Exercise>
Since the entries below must stay intact, return each one exactly.

━━ Dataset records

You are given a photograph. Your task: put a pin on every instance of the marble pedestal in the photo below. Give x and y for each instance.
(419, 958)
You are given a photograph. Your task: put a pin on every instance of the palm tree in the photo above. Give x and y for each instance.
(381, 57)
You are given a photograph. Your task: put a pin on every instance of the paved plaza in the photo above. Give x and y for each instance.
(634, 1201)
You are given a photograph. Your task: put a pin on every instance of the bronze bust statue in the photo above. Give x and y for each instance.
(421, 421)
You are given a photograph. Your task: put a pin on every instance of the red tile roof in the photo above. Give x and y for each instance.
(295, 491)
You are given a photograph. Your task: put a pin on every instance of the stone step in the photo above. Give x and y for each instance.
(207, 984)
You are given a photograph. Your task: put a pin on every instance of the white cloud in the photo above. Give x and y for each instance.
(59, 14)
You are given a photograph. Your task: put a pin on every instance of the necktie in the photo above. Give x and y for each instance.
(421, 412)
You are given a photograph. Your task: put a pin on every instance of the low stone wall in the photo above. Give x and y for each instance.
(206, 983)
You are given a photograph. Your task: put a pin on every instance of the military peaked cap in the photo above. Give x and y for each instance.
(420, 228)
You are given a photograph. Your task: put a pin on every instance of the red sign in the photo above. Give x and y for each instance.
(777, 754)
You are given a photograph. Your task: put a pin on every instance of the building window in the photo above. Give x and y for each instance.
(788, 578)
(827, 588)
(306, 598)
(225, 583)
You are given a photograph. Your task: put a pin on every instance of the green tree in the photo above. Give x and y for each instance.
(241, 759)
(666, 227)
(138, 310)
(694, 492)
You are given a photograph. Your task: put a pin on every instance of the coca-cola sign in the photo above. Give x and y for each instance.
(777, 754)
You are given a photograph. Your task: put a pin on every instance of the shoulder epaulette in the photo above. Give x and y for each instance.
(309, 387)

━━━━

Task answer>
You are given a photograph. Your task: put a pin on every instance of the marble pedestal in the photo below. Give x and y for each instance.
(419, 958)
You are given a photograph. Your task: put a pin on every instance of the palm tree in the photo above. Give x and y for each instance.
(381, 57)
You are given a photograph. Your task: put a pin on every instance of the paved plaza in the photo above. Give x and y for each instance.
(634, 1201)
You are given a photograph. Your task: put a pin on every instance of the bronze bust statue in the photo above. Give x and y for each instance.
(421, 421)
You are given a photograph. Your task: put a pin on every instance of the red tile roof in the photo above. Give x and y for each instance.
(295, 491)
You are given a photograph. Your task: put a pin on every instance of the stone step in the photo above. Give x and y for each instance.
(207, 984)
You are given a photograph. Your task: put a pin on every instance of the white cloud in the photo above. Give x and y for each instance.
(59, 14)
You are given a photograph. Your task: put a pin on every instance of the necktie in the photo above. Give x and y for each instance.
(421, 412)
You are given a photograph. Your task: put a pin on every instance of the low stone wall in the photo above. Give x and y for each instance.
(206, 983)
You are given a photograph. Your task: put a pin on every instance of the military peaked cap in the photo above. Give x and y for each instance.
(420, 228)
You are given a photograph. Your task: put a pin on every instance of the red sign in the photo above. Give x and y for each instance.
(777, 754)
You are given a photograph. Your task: put a pin on every instance of the building window in the photo above. Give x and y for each instance.
(788, 578)
(827, 588)
(306, 598)
(225, 583)
You are given a photograph. Your task: put a pin on every instance of the green tree in the photo above. Give x and y for each instance.
(241, 759)
(666, 227)
(138, 310)
(694, 492)
You are given a photograph. Your task: put a pin on every instance of the coca-cola sign in the photo above. Give x and y for each instance.
(777, 754)
You are given a photograph. Your task: put a pin on every instance of the shoulder epaulette in the photo above. Give x and y for each instance.
(309, 387)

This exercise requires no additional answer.